Coordinate annotation entries:
- - -

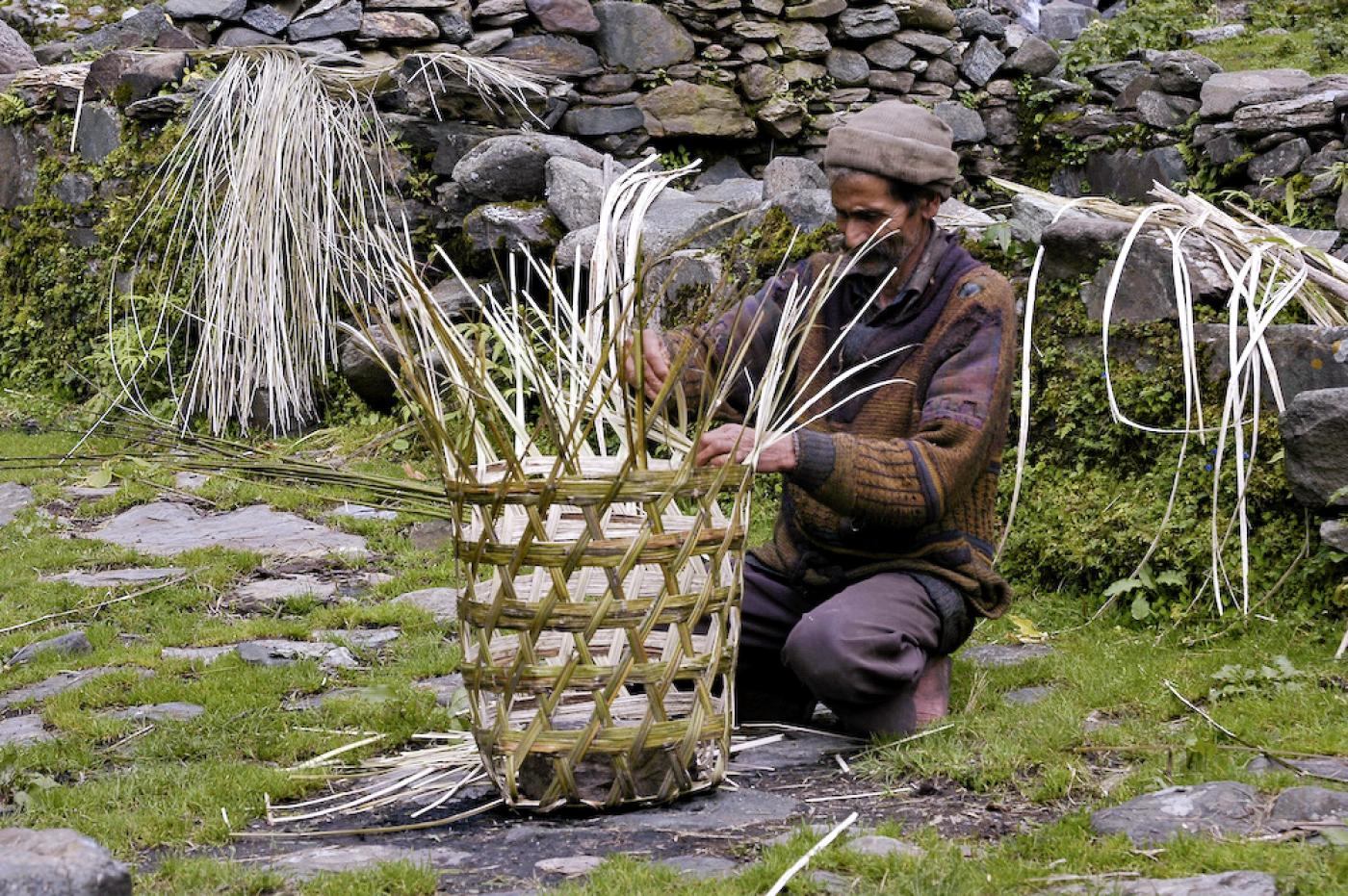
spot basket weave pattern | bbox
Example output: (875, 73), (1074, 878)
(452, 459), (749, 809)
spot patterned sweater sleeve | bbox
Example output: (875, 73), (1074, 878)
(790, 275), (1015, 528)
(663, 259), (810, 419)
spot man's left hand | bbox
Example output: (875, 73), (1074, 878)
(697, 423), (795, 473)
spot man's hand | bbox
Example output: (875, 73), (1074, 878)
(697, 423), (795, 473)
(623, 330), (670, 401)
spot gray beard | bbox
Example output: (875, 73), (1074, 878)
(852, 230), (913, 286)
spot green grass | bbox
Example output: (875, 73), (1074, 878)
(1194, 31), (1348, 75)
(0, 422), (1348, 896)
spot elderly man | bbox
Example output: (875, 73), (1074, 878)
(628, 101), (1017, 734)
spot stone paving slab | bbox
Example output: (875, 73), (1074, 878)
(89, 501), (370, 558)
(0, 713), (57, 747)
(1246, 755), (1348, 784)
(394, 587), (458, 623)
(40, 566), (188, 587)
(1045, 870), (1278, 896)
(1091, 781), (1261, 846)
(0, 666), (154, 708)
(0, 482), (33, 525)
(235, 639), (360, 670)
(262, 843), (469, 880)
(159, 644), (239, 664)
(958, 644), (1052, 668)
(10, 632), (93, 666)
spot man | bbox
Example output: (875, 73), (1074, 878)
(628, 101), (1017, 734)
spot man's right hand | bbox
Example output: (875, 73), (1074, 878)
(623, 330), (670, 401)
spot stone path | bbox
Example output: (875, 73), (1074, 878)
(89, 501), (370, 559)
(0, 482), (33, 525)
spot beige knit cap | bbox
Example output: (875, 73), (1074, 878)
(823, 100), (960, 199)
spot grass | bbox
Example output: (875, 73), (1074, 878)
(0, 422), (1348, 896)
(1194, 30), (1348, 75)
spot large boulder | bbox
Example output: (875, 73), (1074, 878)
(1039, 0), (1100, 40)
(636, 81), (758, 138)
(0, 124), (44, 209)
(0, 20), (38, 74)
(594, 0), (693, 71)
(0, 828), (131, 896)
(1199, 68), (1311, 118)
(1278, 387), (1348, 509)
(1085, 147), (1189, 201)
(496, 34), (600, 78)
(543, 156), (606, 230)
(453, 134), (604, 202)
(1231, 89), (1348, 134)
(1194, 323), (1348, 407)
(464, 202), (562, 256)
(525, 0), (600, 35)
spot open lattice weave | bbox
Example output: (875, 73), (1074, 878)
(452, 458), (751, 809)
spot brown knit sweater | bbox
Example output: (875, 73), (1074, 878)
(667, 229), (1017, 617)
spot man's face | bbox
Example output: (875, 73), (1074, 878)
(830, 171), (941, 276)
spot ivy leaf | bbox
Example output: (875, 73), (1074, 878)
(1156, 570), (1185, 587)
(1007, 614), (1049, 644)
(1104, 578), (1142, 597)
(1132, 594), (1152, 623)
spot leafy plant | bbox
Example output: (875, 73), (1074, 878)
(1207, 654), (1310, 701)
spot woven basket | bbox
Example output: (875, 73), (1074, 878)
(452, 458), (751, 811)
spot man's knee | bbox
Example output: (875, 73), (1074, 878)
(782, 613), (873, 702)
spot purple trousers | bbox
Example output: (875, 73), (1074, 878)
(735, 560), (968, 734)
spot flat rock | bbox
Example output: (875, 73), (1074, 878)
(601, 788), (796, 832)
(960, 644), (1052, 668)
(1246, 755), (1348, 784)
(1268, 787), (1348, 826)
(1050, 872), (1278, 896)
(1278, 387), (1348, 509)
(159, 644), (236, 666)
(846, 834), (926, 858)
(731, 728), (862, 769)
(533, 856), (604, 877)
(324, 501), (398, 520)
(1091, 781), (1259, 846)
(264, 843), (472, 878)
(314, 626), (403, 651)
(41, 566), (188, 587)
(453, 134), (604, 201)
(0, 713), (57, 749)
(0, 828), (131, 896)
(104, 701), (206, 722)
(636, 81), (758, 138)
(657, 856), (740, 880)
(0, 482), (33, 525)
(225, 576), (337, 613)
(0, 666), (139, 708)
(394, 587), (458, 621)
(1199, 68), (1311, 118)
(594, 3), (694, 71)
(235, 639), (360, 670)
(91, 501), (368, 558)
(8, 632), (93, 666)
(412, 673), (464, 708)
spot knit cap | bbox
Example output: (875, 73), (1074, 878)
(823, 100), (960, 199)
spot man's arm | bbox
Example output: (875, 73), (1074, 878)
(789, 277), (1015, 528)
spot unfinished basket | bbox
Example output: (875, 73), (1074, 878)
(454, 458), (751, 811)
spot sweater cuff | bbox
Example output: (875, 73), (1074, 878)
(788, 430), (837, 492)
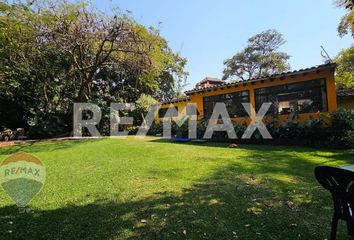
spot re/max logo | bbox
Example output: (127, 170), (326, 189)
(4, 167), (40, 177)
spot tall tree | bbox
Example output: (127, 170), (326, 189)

- - -

PROBLEM STATEMENT -> Turn every line of the records above into a numbered list, skipping blank lines. Leave the pictures out of your answer.

COMPLETE RESPONSE ->
1. spot basket weave pattern | bbox
2. Example output: (875, 73), (1074, 878)
3. (452, 459), (749, 809)
4. spot patterned sweater sleeve | bbox
5. Example output: (875, 73), (1074, 878)
6. (790, 275), (1015, 528)
7. (663, 259), (810, 419)
8. spot man's left hand | bbox
9. Example output: (875, 73), (1074, 878)
10. (697, 423), (795, 473)
11. spot man's hand | bbox
12. Example output: (875, 73), (1074, 878)
13. (697, 423), (795, 473)
14. (623, 330), (670, 401)
15. spot gray beard | bbox
16. Example output: (875, 73), (1074, 878)
17. (852, 230), (913, 286)
18. spot green grass | bbox
19. Example output: (875, 73), (1074, 878)
20. (1194, 31), (1348, 75)
21. (0, 422), (1348, 896)
22. spot elderly man | bbox
23. Example output: (875, 73), (1074, 878)
24. (628, 101), (1017, 734)
25. spot stone paving slab | bbox
26. Example output: (875, 73), (1074, 878)
27. (89, 501), (370, 558)
28. (0, 713), (57, 747)
29. (1246, 755), (1348, 784)
30. (394, 587), (458, 623)
31. (40, 566), (188, 587)
32. (1045, 870), (1278, 896)
33. (1091, 781), (1261, 846)
34. (0, 666), (154, 708)
35. (0, 482), (33, 525)
36. (235, 639), (360, 670)
37. (262, 843), (469, 880)
38. (159, 644), (239, 664)
39. (958, 644), (1052, 668)
40. (10, 632), (93, 666)
41. spot man | bbox
42. Example output: (875, 73), (1074, 878)
43. (628, 101), (1017, 734)
44. spot man's right hand | bbox
45. Example output: (875, 73), (1074, 878)
46. (623, 330), (670, 401)
47. spot stone path | bbox
48. Example output: (875, 73), (1074, 878)
49. (89, 501), (370, 559)
50. (0, 482), (33, 525)
51. spot beige knit cap | bbox
52. Example output: (875, 73), (1074, 878)
53. (823, 100), (960, 199)
54. spot grass | bbox
55. Example output: (875, 73), (1074, 878)
56. (0, 422), (1348, 896)
57. (1194, 30), (1348, 75)
58. spot large boulder | bbox
59. Example output: (875, 73), (1074, 878)
60. (1039, 0), (1100, 40)
61. (636, 81), (758, 138)
62. (0, 124), (44, 209)
63. (0, 20), (38, 74)
64. (594, 0), (693, 71)
65. (0, 828), (131, 896)
66. (1199, 68), (1311, 118)
67. (1278, 387), (1348, 509)
68. (1085, 147), (1189, 201)
69. (496, 34), (600, 78)
70. (543, 156), (606, 230)
71. (453, 134), (604, 202)
72. (1231, 89), (1348, 134)
73. (1194, 323), (1348, 407)
74. (464, 202), (562, 256)
75. (525, 0), (600, 35)
76. spot open lattice weave | bbox
77. Example output: (875, 73), (1074, 878)
78. (452, 458), (751, 809)
79. spot brown knit sweater | bbox
80. Example output: (875, 73), (1074, 878)
81. (667, 229), (1017, 617)
82. spot man's face | bbox
83. Example output: (875, 73), (1074, 878)
84. (830, 171), (941, 276)
85. spot ivy leaf | bbox
86. Example output: (875, 73), (1074, 878)
87. (1156, 570), (1185, 587)
88. (1007, 614), (1049, 644)
89. (1104, 578), (1142, 597)
90. (1132, 594), (1152, 623)
91. spot leafy plant | bbox
92. Example output: (875, 73), (1074, 878)
93. (1207, 654), (1310, 701)
94. spot woven basket | bbox
95. Example output: (875, 73), (1074, 878)
96. (452, 458), (751, 811)
97. spot man's knee | bbox
98. Example output: (875, 73), (1074, 878)
99. (782, 613), (873, 702)
100. spot purple trousers | bbox
101. Example output: (875, 73), (1074, 878)
102. (735, 560), (968, 734)
103. spot flat rock | bbox
104. Example output: (875, 73), (1074, 878)
105. (601, 788), (796, 832)
106. (960, 644), (1052, 668)
107. (1246, 755), (1348, 784)
108. (1268, 787), (1348, 826)
109. (1050, 872), (1278, 896)
110. (1278, 387), (1348, 509)
111. (159, 644), (236, 666)
112. (846, 834), (926, 858)
113. (731, 728), (862, 769)
114. (533, 856), (604, 877)
115. (324, 501), (398, 520)
116. (1091, 781), (1259, 846)
117. (264, 843), (472, 878)
118. (314, 626), (403, 651)
119. (41, 566), (188, 587)
120. (453, 134), (604, 201)
121. (0, 713), (57, 749)
122. (0, 828), (131, 896)
123. (104, 701), (206, 722)
124. (636, 81), (758, 138)
125. (657, 856), (740, 880)
126. (0, 482), (33, 525)
127. (225, 576), (337, 613)
128. (0, 666), (139, 708)
129. (394, 587), (458, 621)
130. (1199, 68), (1311, 118)
131. (594, 3), (694, 71)
132. (235, 639), (360, 670)
133. (91, 501), (368, 558)
134. (8, 632), (93, 666)
135. (412, 673), (464, 708)
136. spot knit cap | bbox
137. Example output: (875, 73), (1074, 878)
138. (823, 100), (960, 199)
139. spot man's arm | bbox
140. Example output: (875, 73), (1074, 878)
141. (789, 277), (1015, 528)
142. spot unfinished basket | bbox
143. Example output: (875, 73), (1074, 878)
144. (454, 458), (751, 811)
145. spot sweater cuff | bbox
146. Example output: (875, 73), (1074, 878)
147. (788, 430), (837, 492)
148. spot re/max logo | bbox
149. Example output: (127, 170), (326, 189)
150. (4, 167), (40, 177)
151. spot tall tree | bbox
152. Example output: (127, 170), (326, 189)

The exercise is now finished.